◆ **The exercise**: Copy exactly the lines of the records below, starting at the line that contains "of the light" and continuing through the last line, both included; omit any pictures.

◆ **Data rows**:

• • •

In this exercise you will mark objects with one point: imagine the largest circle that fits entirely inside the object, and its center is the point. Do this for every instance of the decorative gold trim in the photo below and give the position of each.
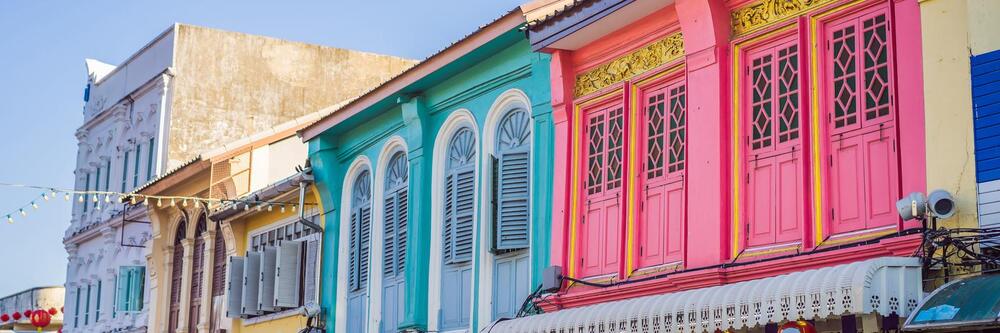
(764, 12)
(636, 62)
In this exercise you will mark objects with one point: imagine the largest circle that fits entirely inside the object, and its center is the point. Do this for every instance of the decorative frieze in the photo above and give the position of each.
(636, 62)
(765, 12)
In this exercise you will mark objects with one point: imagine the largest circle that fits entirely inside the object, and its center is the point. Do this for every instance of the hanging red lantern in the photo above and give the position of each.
(40, 319)
(798, 326)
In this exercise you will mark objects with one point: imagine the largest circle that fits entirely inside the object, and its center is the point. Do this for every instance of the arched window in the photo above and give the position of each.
(457, 229)
(395, 203)
(360, 233)
(176, 276)
(197, 274)
(511, 201)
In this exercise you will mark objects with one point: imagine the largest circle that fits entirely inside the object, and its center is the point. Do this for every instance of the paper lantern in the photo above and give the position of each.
(40, 319)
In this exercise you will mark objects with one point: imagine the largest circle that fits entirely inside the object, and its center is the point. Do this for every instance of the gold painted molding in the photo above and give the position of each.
(765, 12)
(648, 57)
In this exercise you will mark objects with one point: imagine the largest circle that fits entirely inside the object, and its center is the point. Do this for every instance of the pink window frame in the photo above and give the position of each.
(786, 35)
(588, 105)
(826, 133)
(673, 180)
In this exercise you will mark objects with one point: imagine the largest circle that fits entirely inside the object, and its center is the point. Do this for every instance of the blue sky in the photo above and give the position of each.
(42, 76)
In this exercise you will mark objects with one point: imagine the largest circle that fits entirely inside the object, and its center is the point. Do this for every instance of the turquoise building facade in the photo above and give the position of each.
(436, 188)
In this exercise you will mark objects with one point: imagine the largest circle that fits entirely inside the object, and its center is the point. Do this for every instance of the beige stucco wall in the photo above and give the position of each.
(948, 103)
(230, 85)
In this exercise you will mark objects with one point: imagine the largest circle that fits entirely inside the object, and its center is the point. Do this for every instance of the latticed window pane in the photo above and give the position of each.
(595, 154)
(761, 100)
(678, 127)
(844, 49)
(788, 93)
(876, 62)
(615, 139)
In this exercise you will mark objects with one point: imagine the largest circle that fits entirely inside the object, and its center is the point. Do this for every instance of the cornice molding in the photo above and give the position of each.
(634, 63)
(762, 13)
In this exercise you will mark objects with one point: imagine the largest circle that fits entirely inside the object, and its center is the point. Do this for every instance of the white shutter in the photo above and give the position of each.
(312, 268)
(286, 282)
(268, 259)
(234, 287)
(251, 280)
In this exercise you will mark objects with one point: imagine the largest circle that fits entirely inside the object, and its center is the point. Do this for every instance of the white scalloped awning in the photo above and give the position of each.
(883, 285)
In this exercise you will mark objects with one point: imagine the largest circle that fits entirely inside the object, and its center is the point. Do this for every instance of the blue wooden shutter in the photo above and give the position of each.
(460, 192)
(513, 192)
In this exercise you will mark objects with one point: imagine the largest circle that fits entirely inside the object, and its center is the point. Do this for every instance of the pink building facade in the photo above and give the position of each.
(708, 143)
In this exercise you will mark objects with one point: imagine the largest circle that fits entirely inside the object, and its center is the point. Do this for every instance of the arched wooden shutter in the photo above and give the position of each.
(459, 219)
(197, 275)
(460, 197)
(394, 241)
(513, 187)
(176, 276)
(360, 233)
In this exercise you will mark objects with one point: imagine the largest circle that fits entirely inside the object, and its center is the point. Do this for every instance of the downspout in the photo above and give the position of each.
(307, 178)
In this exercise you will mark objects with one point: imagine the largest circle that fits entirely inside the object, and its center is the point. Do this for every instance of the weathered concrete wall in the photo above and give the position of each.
(948, 102)
(231, 85)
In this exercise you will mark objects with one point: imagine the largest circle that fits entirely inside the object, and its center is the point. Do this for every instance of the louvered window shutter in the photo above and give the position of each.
(447, 243)
(513, 217)
(311, 291)
(122, 292)
(352, 258)
(234, 287)
(139, 287)
(465, 198)
(389, 237)
(365, 252)
(251, 280)
(286, 284)
(402, 205)
(268, 269)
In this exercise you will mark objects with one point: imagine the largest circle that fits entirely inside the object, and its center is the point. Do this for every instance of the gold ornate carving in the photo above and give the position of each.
(765, 12)
(648, 57)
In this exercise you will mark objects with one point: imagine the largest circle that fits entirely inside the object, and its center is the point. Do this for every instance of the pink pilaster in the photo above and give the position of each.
(910, 99)
(705, 25)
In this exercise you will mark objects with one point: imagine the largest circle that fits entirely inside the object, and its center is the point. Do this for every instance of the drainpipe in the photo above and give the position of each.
(307, 178)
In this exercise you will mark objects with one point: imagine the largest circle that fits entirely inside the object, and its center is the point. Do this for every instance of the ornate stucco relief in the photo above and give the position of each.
(764, 12)
(636, 62)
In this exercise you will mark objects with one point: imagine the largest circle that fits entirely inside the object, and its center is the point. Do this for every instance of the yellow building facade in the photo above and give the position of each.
(245, 196)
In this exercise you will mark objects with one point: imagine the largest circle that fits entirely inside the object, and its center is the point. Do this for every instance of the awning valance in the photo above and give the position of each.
(964, 304)
(883, 285)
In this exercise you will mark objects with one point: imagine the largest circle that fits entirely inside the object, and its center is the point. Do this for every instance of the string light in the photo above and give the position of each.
(86, 197)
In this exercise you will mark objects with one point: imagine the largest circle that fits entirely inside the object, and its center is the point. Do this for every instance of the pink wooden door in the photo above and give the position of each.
(864, 171)
(660, 226)
(599, 243)
(774, 198)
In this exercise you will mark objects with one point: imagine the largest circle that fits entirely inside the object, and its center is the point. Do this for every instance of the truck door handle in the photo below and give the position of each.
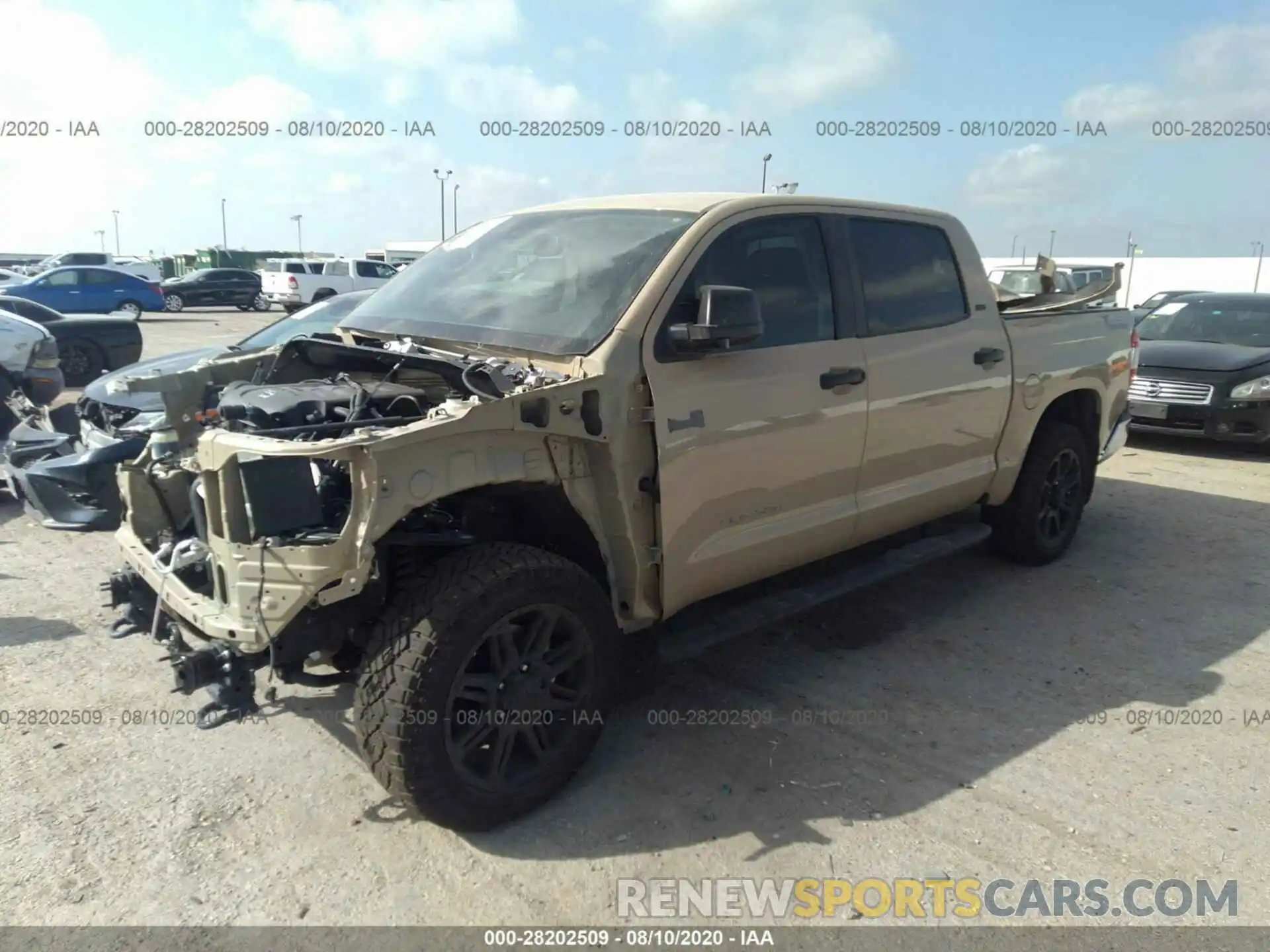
(842, 377)
(988, 356)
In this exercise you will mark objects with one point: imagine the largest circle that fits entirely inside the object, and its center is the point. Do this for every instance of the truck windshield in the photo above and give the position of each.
(1241, 325)
(553, 282)
(1029, 282)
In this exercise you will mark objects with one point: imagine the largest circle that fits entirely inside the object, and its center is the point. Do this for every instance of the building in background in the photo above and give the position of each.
(1151, 276)
(16, 259)
(400, 252)
(218, 257)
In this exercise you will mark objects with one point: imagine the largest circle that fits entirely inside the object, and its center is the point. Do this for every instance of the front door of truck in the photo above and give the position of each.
(939, 375)
(759, 448)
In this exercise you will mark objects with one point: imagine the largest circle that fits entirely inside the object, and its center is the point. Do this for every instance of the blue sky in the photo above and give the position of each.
(789, 63)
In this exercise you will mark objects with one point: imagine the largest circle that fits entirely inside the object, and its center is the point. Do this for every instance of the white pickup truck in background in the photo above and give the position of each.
(98, 259)
(291, 285)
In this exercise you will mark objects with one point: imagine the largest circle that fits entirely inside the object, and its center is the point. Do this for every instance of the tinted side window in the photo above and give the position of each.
(34, 313)
(908, 274)
(783, 260)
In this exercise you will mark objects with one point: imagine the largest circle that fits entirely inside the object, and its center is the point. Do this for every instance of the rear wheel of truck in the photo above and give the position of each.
(487, 683)
(1038, 524)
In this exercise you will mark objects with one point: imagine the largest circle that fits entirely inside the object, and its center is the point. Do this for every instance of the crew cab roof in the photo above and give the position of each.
(737, 201)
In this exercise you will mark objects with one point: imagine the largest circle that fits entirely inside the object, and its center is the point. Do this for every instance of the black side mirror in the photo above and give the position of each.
(727, 317)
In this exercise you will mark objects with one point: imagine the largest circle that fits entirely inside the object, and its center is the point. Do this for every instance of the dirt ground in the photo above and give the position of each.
(974, 719)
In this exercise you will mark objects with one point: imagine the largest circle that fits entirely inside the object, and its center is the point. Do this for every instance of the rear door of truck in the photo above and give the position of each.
(939, 367)
(759, 448)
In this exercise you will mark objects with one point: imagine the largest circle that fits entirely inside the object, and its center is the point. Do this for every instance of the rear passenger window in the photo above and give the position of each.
(908, 274)
(783, 260)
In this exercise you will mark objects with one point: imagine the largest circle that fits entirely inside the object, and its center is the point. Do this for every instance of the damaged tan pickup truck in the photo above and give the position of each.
(595, 424)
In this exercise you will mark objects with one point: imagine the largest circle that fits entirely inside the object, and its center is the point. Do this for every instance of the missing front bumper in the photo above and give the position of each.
(63, 485)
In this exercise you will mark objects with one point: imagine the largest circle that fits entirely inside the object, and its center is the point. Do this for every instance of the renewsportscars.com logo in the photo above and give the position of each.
(920, 899)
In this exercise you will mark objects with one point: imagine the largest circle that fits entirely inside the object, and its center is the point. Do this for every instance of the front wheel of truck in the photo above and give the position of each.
(487, 683)
(1038, 524)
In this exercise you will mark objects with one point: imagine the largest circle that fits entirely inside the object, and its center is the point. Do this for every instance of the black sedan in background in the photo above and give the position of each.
(215, 287)
(69, 483)
(1205, 368)
(89, 346)
(1156, 300)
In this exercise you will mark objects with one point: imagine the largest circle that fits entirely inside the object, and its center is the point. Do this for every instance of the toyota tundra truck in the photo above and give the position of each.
(591, 426)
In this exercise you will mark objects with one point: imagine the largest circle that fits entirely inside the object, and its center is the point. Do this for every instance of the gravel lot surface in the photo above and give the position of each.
(980, 720)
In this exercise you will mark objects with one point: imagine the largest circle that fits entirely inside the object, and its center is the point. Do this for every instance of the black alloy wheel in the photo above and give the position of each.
(511, 710)
(1061, 496)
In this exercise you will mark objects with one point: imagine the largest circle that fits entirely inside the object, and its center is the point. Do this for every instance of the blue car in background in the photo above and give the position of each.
(79, 290)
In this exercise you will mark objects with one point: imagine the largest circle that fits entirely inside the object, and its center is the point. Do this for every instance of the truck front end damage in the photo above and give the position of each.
(265, 528)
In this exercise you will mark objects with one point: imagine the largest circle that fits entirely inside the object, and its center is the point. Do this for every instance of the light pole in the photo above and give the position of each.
(1128, 284)
(443, 180)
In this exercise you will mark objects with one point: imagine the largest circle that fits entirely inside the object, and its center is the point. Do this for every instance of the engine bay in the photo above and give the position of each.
(266, 407)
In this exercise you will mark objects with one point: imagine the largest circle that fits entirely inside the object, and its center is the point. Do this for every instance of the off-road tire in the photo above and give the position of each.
(433, 621)
(1015, 524)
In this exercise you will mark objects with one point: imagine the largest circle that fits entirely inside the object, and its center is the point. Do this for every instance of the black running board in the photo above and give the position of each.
(700, 627)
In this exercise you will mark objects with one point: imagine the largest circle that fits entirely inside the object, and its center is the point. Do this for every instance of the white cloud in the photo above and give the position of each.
(316, 31)
(56, 192)
(1020, 178)
(827, 58)
(412, 33)
(341, 183)
(657, 98)
(397, 91)
(1220, 74)
(698, 15)
(487, 190)
(511, 93)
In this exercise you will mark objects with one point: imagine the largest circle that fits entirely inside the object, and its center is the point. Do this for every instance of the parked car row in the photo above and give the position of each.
(30, 372)
(88, 346)
(1205, 367)
(292, 284)
(89, 290)
(215, 287)
(145, 270)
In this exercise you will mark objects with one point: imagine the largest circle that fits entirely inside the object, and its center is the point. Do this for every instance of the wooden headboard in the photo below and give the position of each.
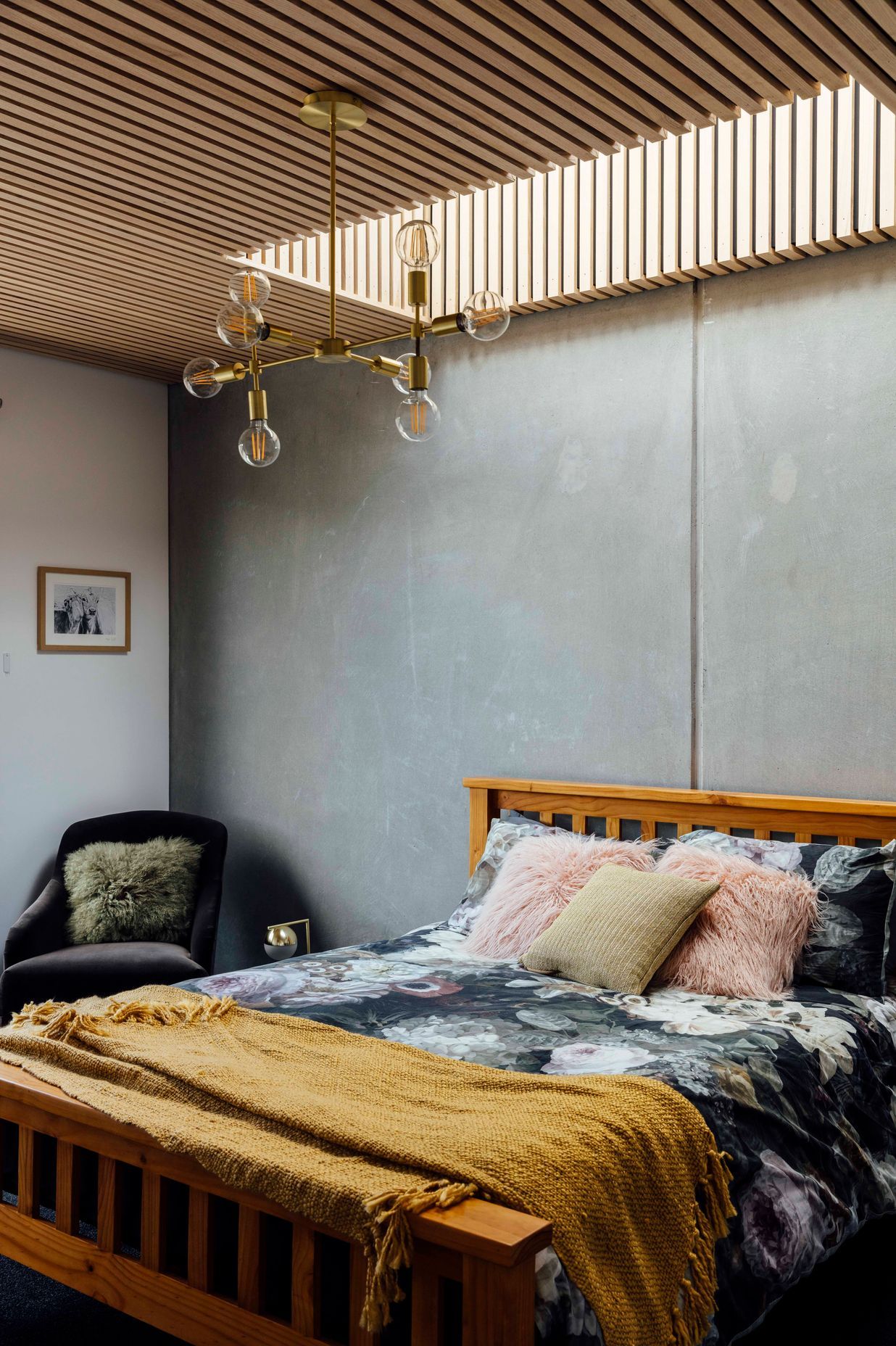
(794, 816)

• • •

◆ **Expected output**:
In this exercise you will mark objects with one point: imagine the largest circle that fits entirely inside the object, and its center is the point. Do this for every instance of the light pole in the photo above and give the position of each.
(1128, 284)
(443, 180)
In this exercise you will mark objects with one point: imagine the largest circle that fits entirely inside the object, and its center is the point. Do this for every instance of the engine bay in the photo above and give the position of each.
(266, 407)
In this exercise you will mark objects with one point: imagine the largest circle that fits entirely inside the object, and its center is the point. Do this for every instance of the off-road tire in the photo above and give the position of each.
(433, 621)
(1015, 524)
In this exercise you will mark objects with one point: imagine the largest circle that fits entirely inside the object, and its center is the point. Do this for every instance of the black running board in the photo above and give the position of each.
(700, 627)
In this exercise you will mark objects with one point: imagine the largest circle that fits entirely inside the object, and its center is the point. Do this for every instance of the white cloud in the photo above and give the position of each.
(316, 31)
(56, 192)
(1020, 178)
(827, 58)
(412, 33)
(341, 183)
(657, 98)
(397, 91)
(1220, 74)
(698, 15)
(487, 190)
(511, 93)
In this exercise you will mark objects with one point: imagine the largest circle that fits entirely inside the object, and its center is the point. Do this for every instance of the parked car row in the photo above and give the position of each.
(30, 372)
(88, 346)
(1205, 367)
(292, 284)
(89, 290)
(215, 287)
(145, 270)
In this exercise you will mark objects with one point: imagine the largest circle that fits entirely inside the object, and its center is the point. Do this for every instance of the wooden headboard in the photo below and give the position of each.
(794, 816)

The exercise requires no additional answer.